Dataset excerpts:
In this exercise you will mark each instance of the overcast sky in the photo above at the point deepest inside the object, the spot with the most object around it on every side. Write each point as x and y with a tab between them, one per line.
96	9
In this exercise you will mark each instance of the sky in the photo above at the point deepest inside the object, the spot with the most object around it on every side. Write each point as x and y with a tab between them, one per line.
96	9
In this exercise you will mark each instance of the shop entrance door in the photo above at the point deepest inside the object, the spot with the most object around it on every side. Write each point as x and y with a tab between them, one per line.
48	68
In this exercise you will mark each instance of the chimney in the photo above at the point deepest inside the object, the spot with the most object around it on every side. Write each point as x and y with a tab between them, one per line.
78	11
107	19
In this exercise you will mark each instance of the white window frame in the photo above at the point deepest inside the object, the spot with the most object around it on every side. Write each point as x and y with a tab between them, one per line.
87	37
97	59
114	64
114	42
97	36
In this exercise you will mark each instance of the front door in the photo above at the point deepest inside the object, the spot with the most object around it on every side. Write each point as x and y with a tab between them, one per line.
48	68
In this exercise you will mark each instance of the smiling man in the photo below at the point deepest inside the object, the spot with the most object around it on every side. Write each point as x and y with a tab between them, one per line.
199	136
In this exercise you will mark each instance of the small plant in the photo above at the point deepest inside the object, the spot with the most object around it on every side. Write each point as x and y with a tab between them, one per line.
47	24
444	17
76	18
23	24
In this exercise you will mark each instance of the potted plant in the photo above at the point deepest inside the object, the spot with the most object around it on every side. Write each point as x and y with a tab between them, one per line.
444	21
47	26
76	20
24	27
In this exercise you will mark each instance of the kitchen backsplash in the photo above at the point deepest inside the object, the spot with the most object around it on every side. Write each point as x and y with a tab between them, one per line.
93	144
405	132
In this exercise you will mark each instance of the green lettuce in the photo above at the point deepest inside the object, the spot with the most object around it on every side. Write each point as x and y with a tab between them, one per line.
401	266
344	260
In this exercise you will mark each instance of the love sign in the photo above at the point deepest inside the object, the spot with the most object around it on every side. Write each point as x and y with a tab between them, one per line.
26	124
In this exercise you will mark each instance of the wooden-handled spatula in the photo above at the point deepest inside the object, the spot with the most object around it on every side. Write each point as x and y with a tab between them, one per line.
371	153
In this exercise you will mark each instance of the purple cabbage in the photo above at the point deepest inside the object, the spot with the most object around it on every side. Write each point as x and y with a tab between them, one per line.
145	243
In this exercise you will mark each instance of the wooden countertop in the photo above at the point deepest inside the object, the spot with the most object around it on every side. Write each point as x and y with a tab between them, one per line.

Exercise:
Could you reproduce all of the entries above exactly?

Output for this task:
In this exercise you will mark each instance of the overcast sky in the photo above at the point deepest inside the object, the spot with the most object around it on every side. Write each point as x and y with a tab between them, one per line.
96	9
In this exercise you will mark each instance of the sky in the photo above at the point deepest inside the object, the spot with the most object around it on every side. Write each point as x and y with a tab between them, one per line.
96	9
In this exercise you will mark each instance of the shop entrance door in the photo above at the point deepest inside the object, the spot with the most object around it on every side. Write each point as x and y with a tab between them, one per line.
48	68
In this exercise you will mark each instance of the chimney in the photo above at the point deepest inside the object, the spot with the most object around it on every side. Write each point as x and y with a tab between them, one per line.
78	11
107	19
In this exercise you will mark each instance of the white window frame in the photo above at the point deepest inside the object, the spot with the most object around it on every side. Write each point as x and y with a tab between them, one per line.
87	37
97	59
114	64
114	42
97	36
In this exercise you will mark each instance of the front door in the photo above at the point deepest inside the object, the spot with the most object around it on every side. Write each point as x and y with a tab between them, one per line.
48	68
In this exercise you will mark each instance of the smiling man in the photo below at the point deepest inside the object, the spot with the most object around it on every side. Write each point as x and y with a tab between them, one per line.
199	136
In this exercise you will mark each instance of the small plant in the photo above at the point deepest inside the object, the spot with the most object around it on every side. Write each point as x and y with a tab between them, one per line.
47	24
444	17
76	18
23	24
In this exercise you will mark each instance of the potted plant in the photo above at the point deepest inside the object, the spot with the most object around it on every side. Write each point as x and y with a tab between them, one per line.
444	21
47	26
76	20
24	27
In this exercise you will mark each instance of the kitchen backsplash in the photo above at the point deepest inside the object, the spot with the most object around it on every side. Write each point as x and y with a tab between them, one per line.
93	144
405	132
In this exercise you will mark each instance of the green lettuce in the photo above at the point deepest inside the object, the spot with the most object around it on every side. Write each point as x and y with a tab between them, one per line.
401	266
344	260
In this exercise you will mark each instance of the love sign in the photo above at the point deepest inside the object, the spot with the most object around it on every side. Write each point as x and y with a tab between them, one per line.
26	124
In this exercise you will mark each instance of the wooden-handled spatula in the photo above at the point deepest inside the object, the spot with the most object around it on every side. Write each point as x and y with a tab between them, one per line.
371	153
In this exercise you will mark each instance of the purple cabbage in the photo above at the point deepest inside the object, the spot with the most object around it on every side. Write each point as x and y with a tab between them, one per line.
145	243
In this exercise you will mark each instance of the wooden countertop in the photo above at the point deepest inside the object, the spot with the most object around it on every side. Write each point as x and y with a tab between them, one per line.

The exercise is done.